Seitenauszug:
========================

An meinem letzten Tag gab es dann noch ein überraschendes Ereignis, über das ich bis heute nicht so richtig hinweg komme: Tamara und Douglas haben geheiratet, und ich war Trauzeugin! Naja, nicht allzu phänomenal, wäre da nicht die kleine Tatsache, dass der eigene Sohn Rocky noch nicht einmal anwesend war! Anscheinend war es Tamara und Doug wichtiger, mich dabei zu haben. Lange vor sich hergeschoben, nahmen die beiden nun meine Abreise zum Grund, die Sache endlich hinter die Bühne zu bringen. So wurde denn eben mal ruck, zuck von der Turnhalle ins Standesamt gedüst, dort schnell geheiratet, um anschließend wieder zurück zur Arbeit zu hetzen. Kurz und schmerzlos. Vor allen Dingen aber lustig: Vor und während der Zeremonie wurden derart viele Witze gerissen, dass es mir schwer fiel, zu glauben, gerade an einer Trauung teilzuhaben (meine erste wohlbemerkt). Die Rechtsanwältin mit grauen langen Haaren und schwarzer Robe versuchte vergeblich, ihre ernste Miene zu bewahren…

Die öffentliche Hochzeitfeier findet im Sommer am Cheyenne River statt. Die Einladungen werden aber erst verschickt, wenn ich meine Flugdaten weiß ;-)))

========================

Daten zur Koordinatenbeschriftung:
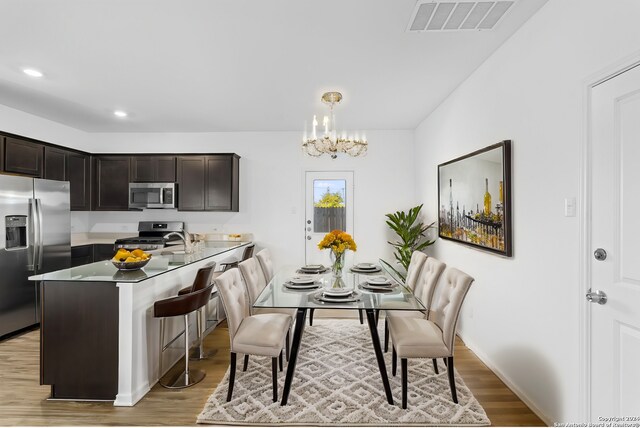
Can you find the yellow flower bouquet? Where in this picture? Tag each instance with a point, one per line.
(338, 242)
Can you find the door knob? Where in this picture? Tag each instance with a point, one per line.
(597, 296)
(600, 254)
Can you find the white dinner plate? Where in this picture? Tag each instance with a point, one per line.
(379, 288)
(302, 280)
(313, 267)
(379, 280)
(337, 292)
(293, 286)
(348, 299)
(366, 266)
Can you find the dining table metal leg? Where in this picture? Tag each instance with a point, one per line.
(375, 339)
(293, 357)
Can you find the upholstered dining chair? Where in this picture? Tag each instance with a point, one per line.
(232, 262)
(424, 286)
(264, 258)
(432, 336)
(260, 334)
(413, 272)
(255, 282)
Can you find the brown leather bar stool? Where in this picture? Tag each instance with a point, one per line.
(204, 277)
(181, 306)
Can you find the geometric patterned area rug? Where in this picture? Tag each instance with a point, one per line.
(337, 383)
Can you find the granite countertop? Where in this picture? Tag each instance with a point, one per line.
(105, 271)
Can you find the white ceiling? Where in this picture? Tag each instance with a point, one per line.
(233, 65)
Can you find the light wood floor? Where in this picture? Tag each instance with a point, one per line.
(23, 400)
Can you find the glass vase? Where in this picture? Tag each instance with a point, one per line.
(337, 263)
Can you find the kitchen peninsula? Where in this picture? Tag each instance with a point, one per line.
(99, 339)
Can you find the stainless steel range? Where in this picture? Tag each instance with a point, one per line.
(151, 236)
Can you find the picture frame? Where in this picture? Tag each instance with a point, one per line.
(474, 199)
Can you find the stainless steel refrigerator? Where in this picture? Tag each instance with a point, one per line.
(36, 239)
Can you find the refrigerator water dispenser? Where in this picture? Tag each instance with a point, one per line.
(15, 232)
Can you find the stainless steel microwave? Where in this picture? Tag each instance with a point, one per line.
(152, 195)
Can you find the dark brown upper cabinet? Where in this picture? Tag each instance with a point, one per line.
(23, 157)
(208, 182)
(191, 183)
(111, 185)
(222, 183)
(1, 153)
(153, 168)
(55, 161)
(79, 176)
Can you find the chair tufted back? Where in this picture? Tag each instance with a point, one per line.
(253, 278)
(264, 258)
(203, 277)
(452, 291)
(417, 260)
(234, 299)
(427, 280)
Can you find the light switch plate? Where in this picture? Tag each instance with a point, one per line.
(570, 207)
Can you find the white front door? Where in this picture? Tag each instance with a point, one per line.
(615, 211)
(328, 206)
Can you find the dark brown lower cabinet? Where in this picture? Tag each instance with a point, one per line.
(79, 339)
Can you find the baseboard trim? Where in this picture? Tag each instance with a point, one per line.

========================

Zu erledigen: Nenne bitte den Ort, an dem laut dem Seitenauszug die öffentliche Hochzeitsfeier stattfindet.

Antwort: Am Cheyenne River.